* [EXCERPT]:
The texts attributed to "Polycarp" are disputed and generally considered forgeries (most probably by guys like Irenaeus). Irenaeus is one of the fathers of Christian "orthodoxy" as we know it today.

Laterz.


----------



## bignick (Sep 15, 2006)

I believe Jesus would use the means to best accomplish the things he needed to accomplsih.  Sometimes you have to fight for what is right and sometimes non-violence makes an even bolder statement.  Different tools for different situations.  Nothing in life can be grouped into a "black vs. white" discussion.  Sometimes you need to fight to win, other times violence will cost more than the problem it was supposed to fix.


----------



## tsdclaflin (Sep 15, 2006)

heretic888 said:


> I don't think "Jesus Christ" existed in the first place, so it's something of a moot point to me.


 
Do you doubt the existence of other historical figures, or just Jesus?


----------



## heretic888 (Sep 16, 2006)

tsdclaflin said:


> Do you doubt the existence of other historical figures, or just Jesus?


 
Well, "Jesus" was a not a historical figure to begin with --- at least, not any more than, say, Hercules or Mithras --- so, this is kind of a moot point.

To answer your question, though, I am skeptical about the historical existence of mythological characters when there is a dearth of evidence about them. In the case of Jesus Christ, when we actually have a fair amount of _negative_ evidence, then that skepticism grows into a cautious affirmation of non-historicity.

As a comparison, I also doubt the historical existence of Lao Tzu, Siddartha Gautama, Moses, King David, and Abraham. In each case, there is no recorded documentation of these mythical figures until centuries (sometimes millenia) after the time they supposedly lived.

* [REQUIRED ACTIONS]:
a - Based on the forum thread, does each statement agree with it? (i) bignick holds that nothing in life fits a black-versus-white discussion. (ii) heretic888 doubts that Moses existed historically. (iii) The texts attributed to Polycarp are generally considered authentic.
b - In the forum thread, who is named as one of the fathers of Christian "orthodoxy" as it is known today?
The items that come after this play no part in what is asked here.

* [GIVEN ENTRIES]:
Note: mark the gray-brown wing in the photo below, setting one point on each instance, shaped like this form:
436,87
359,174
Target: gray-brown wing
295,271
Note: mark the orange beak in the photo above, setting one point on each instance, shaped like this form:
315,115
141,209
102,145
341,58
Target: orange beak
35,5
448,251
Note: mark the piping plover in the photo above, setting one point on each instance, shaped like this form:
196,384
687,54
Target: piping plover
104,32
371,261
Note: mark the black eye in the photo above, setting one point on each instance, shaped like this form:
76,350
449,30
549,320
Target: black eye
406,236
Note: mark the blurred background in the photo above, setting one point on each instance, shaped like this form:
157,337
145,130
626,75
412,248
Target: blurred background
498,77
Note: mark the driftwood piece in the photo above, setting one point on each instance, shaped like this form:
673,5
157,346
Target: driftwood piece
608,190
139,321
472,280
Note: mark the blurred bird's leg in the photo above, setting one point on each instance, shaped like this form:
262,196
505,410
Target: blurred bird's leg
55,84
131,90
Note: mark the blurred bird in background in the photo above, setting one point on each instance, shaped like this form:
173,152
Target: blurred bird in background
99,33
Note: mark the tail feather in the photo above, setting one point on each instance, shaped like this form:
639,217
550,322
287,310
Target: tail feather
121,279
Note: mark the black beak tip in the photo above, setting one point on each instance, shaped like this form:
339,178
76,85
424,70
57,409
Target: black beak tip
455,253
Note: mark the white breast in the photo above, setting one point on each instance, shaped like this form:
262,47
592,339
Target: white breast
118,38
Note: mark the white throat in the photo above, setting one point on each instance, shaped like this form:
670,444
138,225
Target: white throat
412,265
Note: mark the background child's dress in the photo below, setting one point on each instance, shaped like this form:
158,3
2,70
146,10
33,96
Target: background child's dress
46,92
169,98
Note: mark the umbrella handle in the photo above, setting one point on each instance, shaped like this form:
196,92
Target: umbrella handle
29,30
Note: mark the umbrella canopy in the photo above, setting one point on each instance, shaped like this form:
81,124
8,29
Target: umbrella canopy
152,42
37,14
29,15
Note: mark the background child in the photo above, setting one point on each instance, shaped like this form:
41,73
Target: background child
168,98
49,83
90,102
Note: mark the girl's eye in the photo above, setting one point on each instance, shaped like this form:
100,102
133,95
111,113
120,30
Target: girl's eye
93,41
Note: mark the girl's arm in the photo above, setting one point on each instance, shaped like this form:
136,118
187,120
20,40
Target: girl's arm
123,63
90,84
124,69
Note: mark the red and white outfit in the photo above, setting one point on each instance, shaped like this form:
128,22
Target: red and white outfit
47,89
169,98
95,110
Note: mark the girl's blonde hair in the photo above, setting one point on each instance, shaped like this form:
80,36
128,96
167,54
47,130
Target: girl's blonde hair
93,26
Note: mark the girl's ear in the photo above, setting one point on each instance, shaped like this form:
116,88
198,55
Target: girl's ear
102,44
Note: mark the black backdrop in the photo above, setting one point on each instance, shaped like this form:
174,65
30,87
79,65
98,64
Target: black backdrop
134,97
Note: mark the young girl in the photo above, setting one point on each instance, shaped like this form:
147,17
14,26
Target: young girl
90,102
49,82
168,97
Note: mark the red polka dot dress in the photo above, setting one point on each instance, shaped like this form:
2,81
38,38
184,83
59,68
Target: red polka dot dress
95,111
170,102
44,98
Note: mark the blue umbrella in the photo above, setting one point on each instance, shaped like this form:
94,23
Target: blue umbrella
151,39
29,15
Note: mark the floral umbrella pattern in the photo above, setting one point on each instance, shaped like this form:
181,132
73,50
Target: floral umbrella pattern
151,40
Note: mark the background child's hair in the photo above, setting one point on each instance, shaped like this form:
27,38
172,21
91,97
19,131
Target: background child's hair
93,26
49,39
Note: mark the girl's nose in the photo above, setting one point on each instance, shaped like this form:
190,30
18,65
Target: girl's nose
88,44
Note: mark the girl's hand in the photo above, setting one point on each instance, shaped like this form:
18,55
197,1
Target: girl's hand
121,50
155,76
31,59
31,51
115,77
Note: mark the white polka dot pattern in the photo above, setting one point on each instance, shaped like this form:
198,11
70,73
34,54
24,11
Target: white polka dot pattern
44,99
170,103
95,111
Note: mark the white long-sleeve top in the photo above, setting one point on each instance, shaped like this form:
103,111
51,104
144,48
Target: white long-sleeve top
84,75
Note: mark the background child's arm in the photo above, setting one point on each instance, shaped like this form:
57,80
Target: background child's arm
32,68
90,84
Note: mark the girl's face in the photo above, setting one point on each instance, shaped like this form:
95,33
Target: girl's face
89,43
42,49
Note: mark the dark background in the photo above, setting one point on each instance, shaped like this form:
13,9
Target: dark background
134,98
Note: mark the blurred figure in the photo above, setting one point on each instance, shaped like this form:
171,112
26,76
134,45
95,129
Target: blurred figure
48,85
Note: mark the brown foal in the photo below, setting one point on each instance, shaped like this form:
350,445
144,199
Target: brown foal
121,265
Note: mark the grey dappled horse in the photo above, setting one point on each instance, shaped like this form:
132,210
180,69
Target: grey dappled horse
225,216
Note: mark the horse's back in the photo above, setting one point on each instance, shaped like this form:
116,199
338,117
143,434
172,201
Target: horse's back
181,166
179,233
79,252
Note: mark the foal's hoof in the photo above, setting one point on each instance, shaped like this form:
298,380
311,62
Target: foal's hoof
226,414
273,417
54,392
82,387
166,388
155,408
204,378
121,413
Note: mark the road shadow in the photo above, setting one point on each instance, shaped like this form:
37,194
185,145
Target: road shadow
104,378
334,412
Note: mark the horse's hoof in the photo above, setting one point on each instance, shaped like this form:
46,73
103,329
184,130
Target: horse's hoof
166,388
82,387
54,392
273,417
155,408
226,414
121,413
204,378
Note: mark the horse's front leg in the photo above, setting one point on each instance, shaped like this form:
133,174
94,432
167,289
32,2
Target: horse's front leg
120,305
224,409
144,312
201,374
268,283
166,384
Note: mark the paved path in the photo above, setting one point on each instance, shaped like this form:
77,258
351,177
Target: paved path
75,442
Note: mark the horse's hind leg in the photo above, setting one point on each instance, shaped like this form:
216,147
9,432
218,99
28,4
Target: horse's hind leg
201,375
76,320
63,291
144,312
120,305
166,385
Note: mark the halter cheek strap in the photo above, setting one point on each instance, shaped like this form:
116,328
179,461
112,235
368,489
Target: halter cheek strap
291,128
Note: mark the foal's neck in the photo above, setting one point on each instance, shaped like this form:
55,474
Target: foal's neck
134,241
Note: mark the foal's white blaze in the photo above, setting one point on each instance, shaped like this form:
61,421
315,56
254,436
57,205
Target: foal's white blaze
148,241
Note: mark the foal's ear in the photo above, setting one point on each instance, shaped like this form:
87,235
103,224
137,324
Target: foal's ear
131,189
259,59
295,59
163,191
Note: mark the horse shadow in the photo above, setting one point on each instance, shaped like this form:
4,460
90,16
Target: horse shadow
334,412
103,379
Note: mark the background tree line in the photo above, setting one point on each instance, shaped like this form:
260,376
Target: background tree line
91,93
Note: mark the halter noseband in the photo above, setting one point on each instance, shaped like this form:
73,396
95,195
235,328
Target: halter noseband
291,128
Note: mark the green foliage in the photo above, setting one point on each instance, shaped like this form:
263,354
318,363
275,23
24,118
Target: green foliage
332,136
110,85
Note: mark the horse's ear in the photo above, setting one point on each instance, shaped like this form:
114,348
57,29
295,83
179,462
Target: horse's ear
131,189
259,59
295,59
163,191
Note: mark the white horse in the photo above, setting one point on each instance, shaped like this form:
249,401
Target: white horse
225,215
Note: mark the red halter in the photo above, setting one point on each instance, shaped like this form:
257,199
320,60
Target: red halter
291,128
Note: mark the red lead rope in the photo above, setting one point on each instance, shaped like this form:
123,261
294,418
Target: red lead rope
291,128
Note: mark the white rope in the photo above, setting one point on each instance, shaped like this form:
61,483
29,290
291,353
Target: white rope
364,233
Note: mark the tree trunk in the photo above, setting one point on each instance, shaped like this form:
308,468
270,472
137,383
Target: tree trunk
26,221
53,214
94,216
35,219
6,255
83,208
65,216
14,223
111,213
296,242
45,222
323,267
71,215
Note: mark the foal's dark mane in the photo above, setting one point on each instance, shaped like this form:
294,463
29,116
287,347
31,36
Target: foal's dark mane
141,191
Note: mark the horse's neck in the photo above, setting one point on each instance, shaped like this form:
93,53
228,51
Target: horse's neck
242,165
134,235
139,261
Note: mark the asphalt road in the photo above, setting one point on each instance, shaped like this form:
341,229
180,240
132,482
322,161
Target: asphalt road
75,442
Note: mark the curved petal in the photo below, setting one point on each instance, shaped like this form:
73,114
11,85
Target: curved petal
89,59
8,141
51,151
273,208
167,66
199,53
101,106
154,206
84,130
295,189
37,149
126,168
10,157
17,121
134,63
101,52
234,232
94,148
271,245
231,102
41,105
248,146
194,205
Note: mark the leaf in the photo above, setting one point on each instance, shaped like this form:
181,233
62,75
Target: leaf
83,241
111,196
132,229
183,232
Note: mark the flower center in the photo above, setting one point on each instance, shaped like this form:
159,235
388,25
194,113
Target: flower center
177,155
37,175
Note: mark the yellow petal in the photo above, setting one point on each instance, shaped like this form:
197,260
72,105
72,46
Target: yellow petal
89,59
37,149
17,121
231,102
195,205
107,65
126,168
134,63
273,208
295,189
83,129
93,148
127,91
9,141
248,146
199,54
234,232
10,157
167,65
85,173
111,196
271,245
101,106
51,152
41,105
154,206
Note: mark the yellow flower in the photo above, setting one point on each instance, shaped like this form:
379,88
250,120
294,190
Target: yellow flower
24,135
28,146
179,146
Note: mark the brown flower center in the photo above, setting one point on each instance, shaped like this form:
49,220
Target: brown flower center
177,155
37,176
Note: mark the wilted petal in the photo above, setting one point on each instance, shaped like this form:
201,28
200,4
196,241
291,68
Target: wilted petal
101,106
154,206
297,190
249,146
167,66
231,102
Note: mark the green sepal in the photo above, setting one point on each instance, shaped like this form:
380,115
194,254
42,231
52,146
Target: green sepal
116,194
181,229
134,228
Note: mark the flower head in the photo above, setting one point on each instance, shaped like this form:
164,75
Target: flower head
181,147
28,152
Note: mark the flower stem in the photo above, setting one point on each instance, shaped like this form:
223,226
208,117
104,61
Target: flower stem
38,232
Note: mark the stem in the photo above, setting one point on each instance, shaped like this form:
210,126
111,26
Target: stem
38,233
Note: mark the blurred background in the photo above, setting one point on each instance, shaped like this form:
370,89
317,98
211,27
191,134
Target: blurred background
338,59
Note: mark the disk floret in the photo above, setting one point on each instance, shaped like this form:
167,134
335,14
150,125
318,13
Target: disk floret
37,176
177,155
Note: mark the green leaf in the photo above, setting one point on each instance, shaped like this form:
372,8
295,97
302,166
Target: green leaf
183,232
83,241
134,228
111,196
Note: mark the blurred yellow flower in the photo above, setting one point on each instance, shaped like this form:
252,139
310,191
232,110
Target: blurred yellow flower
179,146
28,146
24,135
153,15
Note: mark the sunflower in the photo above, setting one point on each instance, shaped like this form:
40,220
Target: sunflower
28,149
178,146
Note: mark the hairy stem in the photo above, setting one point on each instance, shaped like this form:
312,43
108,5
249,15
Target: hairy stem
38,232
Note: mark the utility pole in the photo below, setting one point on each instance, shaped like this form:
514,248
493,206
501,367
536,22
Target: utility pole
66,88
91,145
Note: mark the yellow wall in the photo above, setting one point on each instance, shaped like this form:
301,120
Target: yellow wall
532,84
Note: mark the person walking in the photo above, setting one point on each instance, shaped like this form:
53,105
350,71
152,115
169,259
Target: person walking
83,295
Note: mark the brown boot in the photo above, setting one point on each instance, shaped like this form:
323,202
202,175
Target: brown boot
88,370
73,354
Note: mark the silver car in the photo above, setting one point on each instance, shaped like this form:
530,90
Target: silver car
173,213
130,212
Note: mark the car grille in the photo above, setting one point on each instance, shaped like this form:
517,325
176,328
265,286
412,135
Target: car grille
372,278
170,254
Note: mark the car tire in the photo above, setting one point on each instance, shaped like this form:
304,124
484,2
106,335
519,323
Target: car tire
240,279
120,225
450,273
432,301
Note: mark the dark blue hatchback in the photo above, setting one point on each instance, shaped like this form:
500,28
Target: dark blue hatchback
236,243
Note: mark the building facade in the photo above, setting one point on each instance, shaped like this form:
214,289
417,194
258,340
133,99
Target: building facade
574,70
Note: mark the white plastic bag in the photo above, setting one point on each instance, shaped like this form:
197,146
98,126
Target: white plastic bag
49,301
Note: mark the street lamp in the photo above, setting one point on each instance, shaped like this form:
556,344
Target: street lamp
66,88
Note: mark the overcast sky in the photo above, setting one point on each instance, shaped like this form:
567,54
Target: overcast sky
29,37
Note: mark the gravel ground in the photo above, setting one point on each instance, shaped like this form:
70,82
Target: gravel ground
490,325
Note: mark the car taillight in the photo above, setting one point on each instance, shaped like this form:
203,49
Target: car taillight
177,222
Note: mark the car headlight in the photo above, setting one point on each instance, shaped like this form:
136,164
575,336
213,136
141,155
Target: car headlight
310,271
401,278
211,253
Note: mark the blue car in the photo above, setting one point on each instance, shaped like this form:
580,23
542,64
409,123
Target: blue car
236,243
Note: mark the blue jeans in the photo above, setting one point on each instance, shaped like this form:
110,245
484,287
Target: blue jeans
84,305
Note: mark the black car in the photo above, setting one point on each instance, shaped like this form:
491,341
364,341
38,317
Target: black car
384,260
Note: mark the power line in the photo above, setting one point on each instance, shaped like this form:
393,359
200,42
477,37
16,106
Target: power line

* [ANSWERS TO THE PROBLEMS]:
a -
(i) Yes: "Nothing in life can be grouped into a "black vs. white" discussion."
(ii) Yes: "I also doubt the historical existence of Lao Tzu, Siddartha Gautama, Moses, King David, and Abraham."
(iii) No: "The texts attributed to "Polycarp" are disputed and generally considered forgeries"

b - Irenaeus.